At the line containing "# point: the", begin repeating lines exactly, and stop only after the final line of the records below.

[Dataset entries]
------------------------------------------------------------
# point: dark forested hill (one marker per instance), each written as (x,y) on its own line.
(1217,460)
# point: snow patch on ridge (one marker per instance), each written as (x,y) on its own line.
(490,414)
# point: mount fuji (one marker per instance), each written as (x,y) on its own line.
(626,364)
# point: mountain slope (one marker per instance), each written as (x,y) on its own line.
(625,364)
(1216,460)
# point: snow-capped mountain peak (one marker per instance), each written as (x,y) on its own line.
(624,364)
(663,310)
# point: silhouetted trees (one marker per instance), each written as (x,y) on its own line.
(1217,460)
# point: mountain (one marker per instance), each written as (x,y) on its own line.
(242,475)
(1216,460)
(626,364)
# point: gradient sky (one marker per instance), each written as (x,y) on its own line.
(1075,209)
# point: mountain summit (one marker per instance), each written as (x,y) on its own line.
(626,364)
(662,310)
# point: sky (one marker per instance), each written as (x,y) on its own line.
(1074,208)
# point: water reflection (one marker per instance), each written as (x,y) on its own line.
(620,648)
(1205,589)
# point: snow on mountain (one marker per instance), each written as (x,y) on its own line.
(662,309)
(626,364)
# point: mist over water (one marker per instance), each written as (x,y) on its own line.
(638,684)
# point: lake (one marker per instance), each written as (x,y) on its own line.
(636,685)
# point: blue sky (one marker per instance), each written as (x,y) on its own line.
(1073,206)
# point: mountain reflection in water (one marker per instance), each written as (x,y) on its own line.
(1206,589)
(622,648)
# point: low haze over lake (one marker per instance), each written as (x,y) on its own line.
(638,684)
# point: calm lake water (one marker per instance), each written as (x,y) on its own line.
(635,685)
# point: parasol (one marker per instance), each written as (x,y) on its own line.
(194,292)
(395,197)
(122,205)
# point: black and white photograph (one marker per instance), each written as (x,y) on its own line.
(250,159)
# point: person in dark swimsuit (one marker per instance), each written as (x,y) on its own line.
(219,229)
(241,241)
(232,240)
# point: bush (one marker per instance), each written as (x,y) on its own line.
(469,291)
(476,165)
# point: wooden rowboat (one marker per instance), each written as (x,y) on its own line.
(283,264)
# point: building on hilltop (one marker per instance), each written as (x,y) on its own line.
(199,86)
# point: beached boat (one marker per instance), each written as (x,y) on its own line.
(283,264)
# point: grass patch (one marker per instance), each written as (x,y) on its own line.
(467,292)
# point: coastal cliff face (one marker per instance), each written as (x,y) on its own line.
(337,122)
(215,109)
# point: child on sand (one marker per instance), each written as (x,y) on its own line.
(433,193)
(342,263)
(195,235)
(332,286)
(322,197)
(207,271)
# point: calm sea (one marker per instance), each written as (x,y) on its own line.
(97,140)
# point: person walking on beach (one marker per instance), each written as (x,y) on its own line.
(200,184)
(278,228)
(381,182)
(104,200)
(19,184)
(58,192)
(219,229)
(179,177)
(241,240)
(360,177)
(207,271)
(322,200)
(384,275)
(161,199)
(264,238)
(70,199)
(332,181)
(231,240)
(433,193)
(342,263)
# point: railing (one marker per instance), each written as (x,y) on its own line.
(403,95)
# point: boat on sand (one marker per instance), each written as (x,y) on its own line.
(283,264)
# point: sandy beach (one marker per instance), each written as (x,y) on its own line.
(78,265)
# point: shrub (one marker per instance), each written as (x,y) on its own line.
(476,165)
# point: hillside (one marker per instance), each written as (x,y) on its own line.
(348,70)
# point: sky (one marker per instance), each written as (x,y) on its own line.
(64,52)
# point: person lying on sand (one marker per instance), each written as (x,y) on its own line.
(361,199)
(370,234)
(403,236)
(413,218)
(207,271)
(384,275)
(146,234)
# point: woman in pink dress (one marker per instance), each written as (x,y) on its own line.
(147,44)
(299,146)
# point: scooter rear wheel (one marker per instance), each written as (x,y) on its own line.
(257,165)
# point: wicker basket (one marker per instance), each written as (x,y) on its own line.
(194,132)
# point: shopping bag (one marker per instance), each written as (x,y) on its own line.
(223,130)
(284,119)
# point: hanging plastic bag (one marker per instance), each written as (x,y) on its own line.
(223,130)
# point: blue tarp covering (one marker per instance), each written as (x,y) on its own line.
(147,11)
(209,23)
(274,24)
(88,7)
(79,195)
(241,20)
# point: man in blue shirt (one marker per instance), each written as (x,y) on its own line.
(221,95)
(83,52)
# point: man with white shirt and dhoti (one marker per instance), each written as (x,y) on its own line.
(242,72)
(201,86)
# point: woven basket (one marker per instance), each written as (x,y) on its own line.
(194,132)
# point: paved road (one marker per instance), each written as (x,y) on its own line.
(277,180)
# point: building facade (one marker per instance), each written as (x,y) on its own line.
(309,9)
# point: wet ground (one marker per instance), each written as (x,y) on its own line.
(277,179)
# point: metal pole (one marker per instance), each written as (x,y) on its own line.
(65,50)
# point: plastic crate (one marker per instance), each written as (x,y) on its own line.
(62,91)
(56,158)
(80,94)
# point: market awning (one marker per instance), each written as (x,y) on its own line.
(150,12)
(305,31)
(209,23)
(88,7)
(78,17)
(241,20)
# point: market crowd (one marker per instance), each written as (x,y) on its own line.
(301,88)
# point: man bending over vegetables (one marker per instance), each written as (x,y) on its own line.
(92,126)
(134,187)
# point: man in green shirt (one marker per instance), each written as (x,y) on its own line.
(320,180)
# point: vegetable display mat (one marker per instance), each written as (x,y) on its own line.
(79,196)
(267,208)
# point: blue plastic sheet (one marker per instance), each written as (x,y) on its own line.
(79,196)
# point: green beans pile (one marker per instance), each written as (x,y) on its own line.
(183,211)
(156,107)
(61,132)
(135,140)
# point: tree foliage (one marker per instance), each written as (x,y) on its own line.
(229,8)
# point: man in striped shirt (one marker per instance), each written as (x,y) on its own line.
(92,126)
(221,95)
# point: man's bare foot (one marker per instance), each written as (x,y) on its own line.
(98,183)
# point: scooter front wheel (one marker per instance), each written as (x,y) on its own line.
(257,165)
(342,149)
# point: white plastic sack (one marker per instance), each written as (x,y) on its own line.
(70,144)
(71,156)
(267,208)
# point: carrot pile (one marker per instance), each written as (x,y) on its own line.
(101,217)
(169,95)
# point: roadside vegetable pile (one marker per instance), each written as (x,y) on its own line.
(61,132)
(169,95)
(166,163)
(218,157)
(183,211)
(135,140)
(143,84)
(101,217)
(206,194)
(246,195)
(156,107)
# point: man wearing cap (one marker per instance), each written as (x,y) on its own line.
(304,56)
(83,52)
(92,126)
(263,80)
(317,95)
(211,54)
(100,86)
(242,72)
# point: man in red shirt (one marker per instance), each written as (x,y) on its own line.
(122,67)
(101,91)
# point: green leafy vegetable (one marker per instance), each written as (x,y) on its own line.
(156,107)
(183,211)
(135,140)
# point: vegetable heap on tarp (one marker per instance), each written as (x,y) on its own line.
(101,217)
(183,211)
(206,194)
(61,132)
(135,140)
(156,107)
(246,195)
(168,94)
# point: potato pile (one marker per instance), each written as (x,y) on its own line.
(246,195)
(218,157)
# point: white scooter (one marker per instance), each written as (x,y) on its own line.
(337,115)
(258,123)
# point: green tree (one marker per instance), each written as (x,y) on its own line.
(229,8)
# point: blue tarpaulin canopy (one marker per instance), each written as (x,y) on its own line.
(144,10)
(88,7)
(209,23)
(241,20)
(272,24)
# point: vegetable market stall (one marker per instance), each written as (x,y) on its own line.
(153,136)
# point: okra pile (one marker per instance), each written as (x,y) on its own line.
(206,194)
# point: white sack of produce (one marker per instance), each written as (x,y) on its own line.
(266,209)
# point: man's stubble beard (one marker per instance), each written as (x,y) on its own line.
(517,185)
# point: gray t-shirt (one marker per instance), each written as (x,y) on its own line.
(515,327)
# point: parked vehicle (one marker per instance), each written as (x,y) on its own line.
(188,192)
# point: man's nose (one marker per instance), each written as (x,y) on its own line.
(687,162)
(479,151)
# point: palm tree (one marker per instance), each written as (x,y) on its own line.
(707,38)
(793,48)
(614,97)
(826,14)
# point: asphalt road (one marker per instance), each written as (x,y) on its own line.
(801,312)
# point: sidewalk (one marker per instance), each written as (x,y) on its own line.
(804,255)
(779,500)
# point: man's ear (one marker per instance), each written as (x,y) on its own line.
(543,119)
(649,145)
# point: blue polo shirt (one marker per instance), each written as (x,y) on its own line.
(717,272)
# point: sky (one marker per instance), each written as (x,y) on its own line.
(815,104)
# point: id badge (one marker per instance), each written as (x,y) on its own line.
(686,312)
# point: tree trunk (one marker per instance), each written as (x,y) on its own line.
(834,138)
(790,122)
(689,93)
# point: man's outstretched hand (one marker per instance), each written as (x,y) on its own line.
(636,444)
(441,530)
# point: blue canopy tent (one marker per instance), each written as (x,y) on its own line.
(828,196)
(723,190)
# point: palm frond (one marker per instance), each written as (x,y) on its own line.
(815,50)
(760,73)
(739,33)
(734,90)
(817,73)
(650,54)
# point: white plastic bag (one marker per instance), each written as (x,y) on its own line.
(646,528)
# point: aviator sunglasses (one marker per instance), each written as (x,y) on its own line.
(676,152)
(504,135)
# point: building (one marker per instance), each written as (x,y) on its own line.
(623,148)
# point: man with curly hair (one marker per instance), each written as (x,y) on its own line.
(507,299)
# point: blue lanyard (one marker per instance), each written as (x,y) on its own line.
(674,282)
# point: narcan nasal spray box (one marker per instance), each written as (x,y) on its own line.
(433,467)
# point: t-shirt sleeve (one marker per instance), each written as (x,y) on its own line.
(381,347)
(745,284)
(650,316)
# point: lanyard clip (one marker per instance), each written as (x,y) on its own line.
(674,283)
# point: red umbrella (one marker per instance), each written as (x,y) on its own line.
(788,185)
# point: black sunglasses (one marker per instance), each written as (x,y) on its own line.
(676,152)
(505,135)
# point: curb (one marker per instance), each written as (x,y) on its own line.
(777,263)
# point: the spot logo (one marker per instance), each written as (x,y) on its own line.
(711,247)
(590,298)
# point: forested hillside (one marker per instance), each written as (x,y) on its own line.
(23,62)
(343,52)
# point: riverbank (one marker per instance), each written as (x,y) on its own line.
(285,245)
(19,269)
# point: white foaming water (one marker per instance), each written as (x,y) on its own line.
------------------------------------------------------------
Answer space:
# point: the spot logo (one marker per instance), each written as (x,y) on its own line.
(711,247)
(590,298)
# point: forested hillside (one marker per instance), each written as (x,y) on its own line.
(23,62)
(343,52)
# point: riverbank (one marker per instance), each written as (x,y) on its own line.
(285,245)
(19,269)
# point: white foaming water (one marker per instance), each written as (x,y) on its own line.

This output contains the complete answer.